→ **Goal of the exercise**
Extract every line in the lines below that contains the word "Outline".

→ **Dataset records**
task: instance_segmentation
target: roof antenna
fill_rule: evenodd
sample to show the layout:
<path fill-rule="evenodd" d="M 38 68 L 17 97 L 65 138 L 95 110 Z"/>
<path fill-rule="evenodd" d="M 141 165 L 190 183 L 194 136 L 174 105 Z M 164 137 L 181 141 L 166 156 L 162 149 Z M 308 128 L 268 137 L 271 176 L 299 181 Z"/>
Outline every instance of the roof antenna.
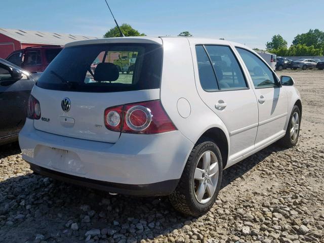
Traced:
<path fill-rule="evenodd" d="M 108 6 L 108 8 L 109 9 L 109 11 L 110 11 L 110 13 L 111 13 L 111 15 L 112 15 L 112 18 L 113 18 L 113 20 L 115 21 L 115 23 L 116 23 L 116 25 L 117 25 L 117 28 L 118 28 L 118 29 L 119 31 L 119 36 L 120 37 L 125 37 L 124 34 L 122 32 L 122 30 L 120 29 L 120 28 L 119 28 L 119 26 L 117 23 L 117 21 L 115 19 L 115 17 L 114 17 L 113 14 L 112 14 L 112 12 L 111 12 L 111 10 L 110 9 L 110 8 L 109 8 L 109 6 L 108 5 L 108 3 L 107 3 L 107 0 L 105 0 L 105 2 L 106 2 L 106 4 L 107 5 L 107 6 Z"/>

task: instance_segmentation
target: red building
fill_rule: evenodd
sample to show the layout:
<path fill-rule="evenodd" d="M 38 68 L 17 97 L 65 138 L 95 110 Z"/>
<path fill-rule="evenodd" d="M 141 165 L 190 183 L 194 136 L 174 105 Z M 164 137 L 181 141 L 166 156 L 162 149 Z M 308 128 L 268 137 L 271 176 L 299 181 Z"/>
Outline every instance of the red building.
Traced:
<path fill-rule="evenodd" d="M 0 28 L 0 58 L 6 58 L 14 51 L 43 45 L 64 46 L 69 42 L 97 39 L 96 37 L 33 30 Z"/>

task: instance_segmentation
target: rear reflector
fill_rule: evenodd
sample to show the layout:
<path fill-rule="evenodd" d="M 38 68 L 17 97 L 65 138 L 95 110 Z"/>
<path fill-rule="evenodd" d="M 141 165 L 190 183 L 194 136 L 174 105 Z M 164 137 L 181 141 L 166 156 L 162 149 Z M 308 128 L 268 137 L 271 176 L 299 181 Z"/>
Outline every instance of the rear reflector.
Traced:
<path fill-rule="evenodd" d="M 32 95 L 29 96 L 27 117 L 29 119 L 38 120 L 40 118 L 40 105 Z"/>
<path fill-rule="evenodd" d="M 117 115 L 120 117 L 119 123 Z M 105 124 L 110 130 L 125 133 L 153 134 L 177 130 L 159 100 L 107 108 Z"/>
<path fill-rule="evenodd" d="M 109 130 L 120 132 L 124 106 L 107 108 L 105 110 L 105 125 Z"/>

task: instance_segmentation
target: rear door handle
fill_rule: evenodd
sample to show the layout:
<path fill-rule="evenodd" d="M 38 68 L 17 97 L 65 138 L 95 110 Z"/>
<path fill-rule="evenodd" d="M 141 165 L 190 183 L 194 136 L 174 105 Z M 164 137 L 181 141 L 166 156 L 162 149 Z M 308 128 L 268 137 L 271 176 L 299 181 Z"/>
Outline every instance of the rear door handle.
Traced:
<path fill-rule="evenodd" d="M 260 104 L 263 104 L 264 102 L 265 102 L 265 98 L 264 98 L 264 96 L 261 95 L 259 98 L 259 103 Z"/>
<path fill-rule="evenodd" d="M 219 100 L 218 102 L 215 105 L 215 108 L 218 109 L 224 109 L 227 106 L 227 104 L 224 103 L 223 100 Z"/>

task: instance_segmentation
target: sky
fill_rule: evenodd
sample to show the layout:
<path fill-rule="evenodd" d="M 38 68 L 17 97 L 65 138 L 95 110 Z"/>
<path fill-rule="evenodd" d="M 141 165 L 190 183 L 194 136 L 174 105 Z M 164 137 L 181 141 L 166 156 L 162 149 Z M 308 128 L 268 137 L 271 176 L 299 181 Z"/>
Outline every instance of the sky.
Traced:
<path fill-rule="evenodd" d="M 289 46 L 299 33 L 324 30 L 323 0 L 107 1 L 119 25 L 149 36 L 188 31 L 264 49 L 274 34 Z M 0 28 L 95 37 L 115 26 L 104 0 L 6 1 L 0 16 Z"/>

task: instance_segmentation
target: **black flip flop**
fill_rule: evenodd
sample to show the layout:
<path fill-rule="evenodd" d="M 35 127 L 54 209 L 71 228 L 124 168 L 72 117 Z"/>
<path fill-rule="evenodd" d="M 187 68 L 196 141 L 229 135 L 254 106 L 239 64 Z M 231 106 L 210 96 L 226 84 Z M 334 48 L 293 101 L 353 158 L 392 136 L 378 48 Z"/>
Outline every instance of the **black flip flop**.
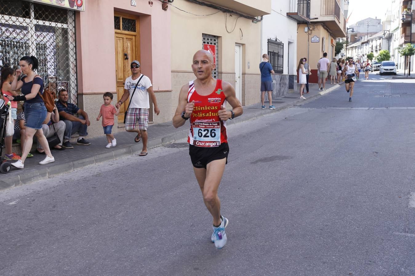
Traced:
<path fill-rule="evenodd" d="M 134 142 L 136 143 L 138 143 L 141 140 L 141 136 L 139 136 L 139 134 L 137 134 L 137 136 L 134 138 Z M 138 140 L 137 140 L 138 139 Z"/>

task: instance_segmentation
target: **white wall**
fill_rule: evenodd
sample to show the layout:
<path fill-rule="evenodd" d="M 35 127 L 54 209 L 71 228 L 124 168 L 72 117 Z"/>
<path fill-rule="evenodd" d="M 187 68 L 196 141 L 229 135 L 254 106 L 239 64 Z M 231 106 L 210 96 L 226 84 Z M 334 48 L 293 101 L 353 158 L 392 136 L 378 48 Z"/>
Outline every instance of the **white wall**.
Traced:
<path fill-rule="evenodd" d="M 289 4 L 290 0 L 272 0 L 271 14 L 264 15 L 261 22 L 261 56 L 258 57 L 258 61 L 262 61 L 262 54 L 268 53 L 268 38 L 275 40 L 276 37 L 284 43 L 284 74 L 296 74 L 297 22 L 287 17 L 287 13 L 290 12 Z M 293 50 L 290 52 L 289 60 L 289 41 L 293 42 L 293 46 L 291 47 Z M 288 72 L 288 62 L 290 72 Z"/>

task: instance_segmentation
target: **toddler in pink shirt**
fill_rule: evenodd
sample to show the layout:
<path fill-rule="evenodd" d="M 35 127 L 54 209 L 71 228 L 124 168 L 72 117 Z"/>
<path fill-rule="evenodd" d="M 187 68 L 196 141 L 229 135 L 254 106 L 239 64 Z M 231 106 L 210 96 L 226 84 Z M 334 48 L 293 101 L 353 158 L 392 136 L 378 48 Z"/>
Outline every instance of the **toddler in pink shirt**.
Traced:
<path fill-rule="evenodd" d="M 112 94 L 106 92 L 104 94 L 104 104 L 101 106 L 100 114 L 97 117 L 97 120 L 103 118 L 103 127 L 104 133 L 107 135 L 108 144 L 105 147 L 110 148 L 117 145 L 117 140 L 114 137 L 114 134 L 111 133 L 112 127 L 114 126 L 114 115 L 118 116 L 120 114 L 120 109 L 117 109 L 114 106 L 111 104 L 112 101 Z"/>

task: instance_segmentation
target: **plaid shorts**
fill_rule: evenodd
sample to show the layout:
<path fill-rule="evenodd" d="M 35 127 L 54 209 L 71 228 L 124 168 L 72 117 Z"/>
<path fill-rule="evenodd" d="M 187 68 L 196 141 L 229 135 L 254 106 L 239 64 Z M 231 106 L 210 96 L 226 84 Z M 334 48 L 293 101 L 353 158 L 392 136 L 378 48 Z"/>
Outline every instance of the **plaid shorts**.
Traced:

→ **Response below**
Outline every instance of the roof antenna.
Outline every instance of the red building.
Outline every instance of the rear reflector.
Outline every instance of the rear door handle.
Outline every instance of the sky.
Outline every instance of the **black flip flop**.
Outline every instance of the **white wall**.
Outline every instance of the **toddler in pink shirt**.
Outline every instance of the **plaid shorts**.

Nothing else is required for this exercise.